Consigne: Recopiez mot pour mot l'intégralité de l'extrait des chroniques boliviennes ci-dessous.

Texte extrait:
++++++
Nous poursuivons la publication des 6 chroniques de Jean Ortiz qui rentre de Bolivie. Ses chroniques sont également publiées par l’Humanité : http://www.humanite.fr/blogs/un-socialisme-communautaire-567493
Après la première chronique publiée ici : (http://www.legrandsoir.info/retour-de-bolivie-chroniques-boliviennes-no-1.html), voici les 2 et 3.

LGS

2. LE POUVOIR DES MINIATURES

Nous atterrissons à « El Alto » et « descendons » des hauts, populeux et ô combien combattifs, à La Paz (environ 3 700 mètres d’altitude !), cet amphithéâtre géant, chaotique, pentu, encore envahi de petits étals proposant toutes sortes de miniatures porte bonheur. SOS oxygène pour remonter les rues ! Au loin, enneigé, le Nevado Illimani nargue les petites choses du haut de ses 6000m...
++++++
Lignes fournies:
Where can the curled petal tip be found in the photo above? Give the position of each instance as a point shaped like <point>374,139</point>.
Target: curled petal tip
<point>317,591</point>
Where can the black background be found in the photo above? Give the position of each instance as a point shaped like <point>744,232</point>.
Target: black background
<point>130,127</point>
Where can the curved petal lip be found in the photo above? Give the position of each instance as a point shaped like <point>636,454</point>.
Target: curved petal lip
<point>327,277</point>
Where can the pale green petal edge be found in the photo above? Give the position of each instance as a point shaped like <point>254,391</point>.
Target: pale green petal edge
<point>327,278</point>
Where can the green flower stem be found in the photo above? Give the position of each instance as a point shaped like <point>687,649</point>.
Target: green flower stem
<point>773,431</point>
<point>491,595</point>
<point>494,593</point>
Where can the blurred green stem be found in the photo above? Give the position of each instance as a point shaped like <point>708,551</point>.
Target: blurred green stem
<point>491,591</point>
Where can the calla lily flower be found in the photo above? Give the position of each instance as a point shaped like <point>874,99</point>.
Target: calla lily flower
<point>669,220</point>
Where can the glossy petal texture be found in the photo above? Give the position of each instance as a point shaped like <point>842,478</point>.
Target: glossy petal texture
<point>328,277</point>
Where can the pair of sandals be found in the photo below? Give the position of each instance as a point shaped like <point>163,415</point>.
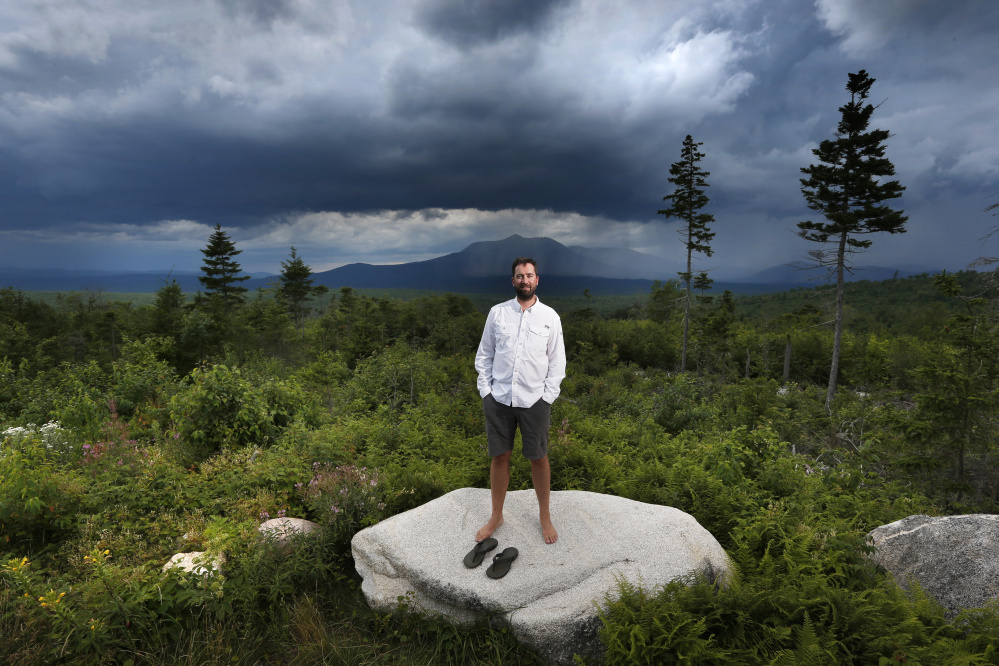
++++++
Bonne réponse:
Nous poursuivons la publication des 6 chroniques de Jean Ortiz qui rentre de Bolivie. Ses chroniques sont également publiées par l’Humanité : http://www.humanite.fr/blogs/un-socialisme-communautaire-567493
Après la première chronique publiée ici : (http://www.legrandsoir.info/retour-de-bolivie-chroniques-boliviennes-no-1.html), voici les 2 et 3.

LGS

2. LE POUVOIR DES MINIATURES

Nous atterrissons à « El Alto » et « descendons » des hauts, populeux et ô combien combattifs, à La Paz (environ 3 700 mètres d’altitude !), cet amphithéâtre géant, chaotique, pentu, encore envahi de petits étals proposant toutes sortes de miniatures porte bonheur. SOS oxygène pour remonter les rues ! Au loin, enneigé, le Nevado Illimani nargue les petites choses du haut de ses 6000m...